>> Start

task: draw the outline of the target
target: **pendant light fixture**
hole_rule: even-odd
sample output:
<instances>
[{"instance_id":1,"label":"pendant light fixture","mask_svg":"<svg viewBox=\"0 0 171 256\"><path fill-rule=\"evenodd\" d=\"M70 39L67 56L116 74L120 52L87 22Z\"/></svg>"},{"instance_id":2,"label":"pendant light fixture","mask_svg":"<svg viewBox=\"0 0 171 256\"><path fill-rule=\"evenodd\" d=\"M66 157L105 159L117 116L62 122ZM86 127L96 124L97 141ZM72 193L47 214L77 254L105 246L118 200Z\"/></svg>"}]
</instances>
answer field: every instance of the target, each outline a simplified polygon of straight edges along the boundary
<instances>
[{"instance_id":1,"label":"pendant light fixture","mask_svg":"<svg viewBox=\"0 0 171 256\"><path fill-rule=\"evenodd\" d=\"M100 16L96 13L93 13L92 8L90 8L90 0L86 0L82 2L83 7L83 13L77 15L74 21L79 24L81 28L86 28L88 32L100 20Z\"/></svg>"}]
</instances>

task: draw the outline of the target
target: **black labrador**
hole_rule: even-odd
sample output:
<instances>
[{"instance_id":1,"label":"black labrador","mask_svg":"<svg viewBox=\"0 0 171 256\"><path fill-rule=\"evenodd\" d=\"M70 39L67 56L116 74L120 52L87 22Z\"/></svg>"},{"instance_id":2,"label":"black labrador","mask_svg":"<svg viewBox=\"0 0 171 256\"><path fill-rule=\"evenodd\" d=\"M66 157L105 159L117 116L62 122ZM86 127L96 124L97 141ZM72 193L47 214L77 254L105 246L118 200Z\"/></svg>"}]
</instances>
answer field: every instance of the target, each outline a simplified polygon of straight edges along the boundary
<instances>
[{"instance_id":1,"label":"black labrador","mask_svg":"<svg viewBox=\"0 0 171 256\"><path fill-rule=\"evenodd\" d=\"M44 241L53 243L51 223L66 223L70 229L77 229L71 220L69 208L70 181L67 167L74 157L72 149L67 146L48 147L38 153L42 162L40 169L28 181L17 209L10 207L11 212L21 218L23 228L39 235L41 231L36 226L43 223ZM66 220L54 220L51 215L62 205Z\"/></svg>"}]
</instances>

>> End

* [Aim]: Rewrite both items above with every occurrence of "simplified polygon" changed to "rough polygon", keeping everything else unchanged.

* [Task response]:
task: draw the outline of the target
target: **pendant light fixture**
hole_rule: even-odd
sample output:
<instances>
[{"instance_id":1,"label":"pendant light fixture","mask_svg":"<svg viewBox=\"0 0 171 256\"><path fill-rule=\"evenodd\" d=\"M70 39L67 56L116 74L120 52L87 22Z\"/></svg>"},{"instance_id":2,"label":"pendant light fixture","mask_svg":"<svg viewBox=\"0 0 171 256\"><path fill-rule=\"evenodd\" d=\"M66 157L105 159L117 116L62 122ZM86 127L96 124L97 141ZM72 193L47 214L77 254L105 246L118 200Z\"/></svg>"}]
</instances>
answer field: every instance of the target, each outline a rough polygon of straight edges along the boundary
<instances>
[{"instance_id":1,"label":"pendant light fixture","mask_svg":"<svg viewBox=\"0 0 171 256\"><path fill-rule=\"evenodd\" d=\"M100 16L96 13L93 13L92 8L90 8L90 0L86 0L82 2L83 7L83 13L77 15L74 21L79 24L81 28L86 28L88 32L100 20Z\"/></svg>"}]
</instances>

task: draw the outline of the target
target: **black labrador**
hole_rule: even-odd
sample output:
<instances>
[{"instance_id":1,"label":"black labrador","mask_svg":"<svg viewBox=\"0 0 171 256\"><path fill-rule=\"evenodd\" d=\"M70 39L67 56L116 74L120 52L87 22Z\"/></svg>"},{"instance_id":2,"label":"black labrador","mask_svg":"<svg viewBox=\"0 0 171 256\"><path fill-rule=\"evenodd\" d=\"M66 157L105 159L117 116L62 122ZM86 127L96 124L97 141ZM72 193L47 214L77 254L105 246L118 200Z\"/></svg>"}]
</instances>
answer field: every instance of the target, each outline a rough polygon of straight edges along the boundary
<instances>
[{"instance_id":1,"label":"black labrador","mask_svg":"<svg viewBox=\"0 0 171 256\"><path fill-rule=\"evenodd\" d=\"M44 241L53 243L51 223L66 223L70 229L77 229L71 220L69 208L70 181L67 167L74 157L72 149L67 146L48 147L38 153L42 162L40 169L28 181L17 209L10 207L11 212L21 218L23 228L39 235L41 231L36 226L43 223ZM66 220L54 220L51 215L62 205Z\"/></svg>"}]
</instances>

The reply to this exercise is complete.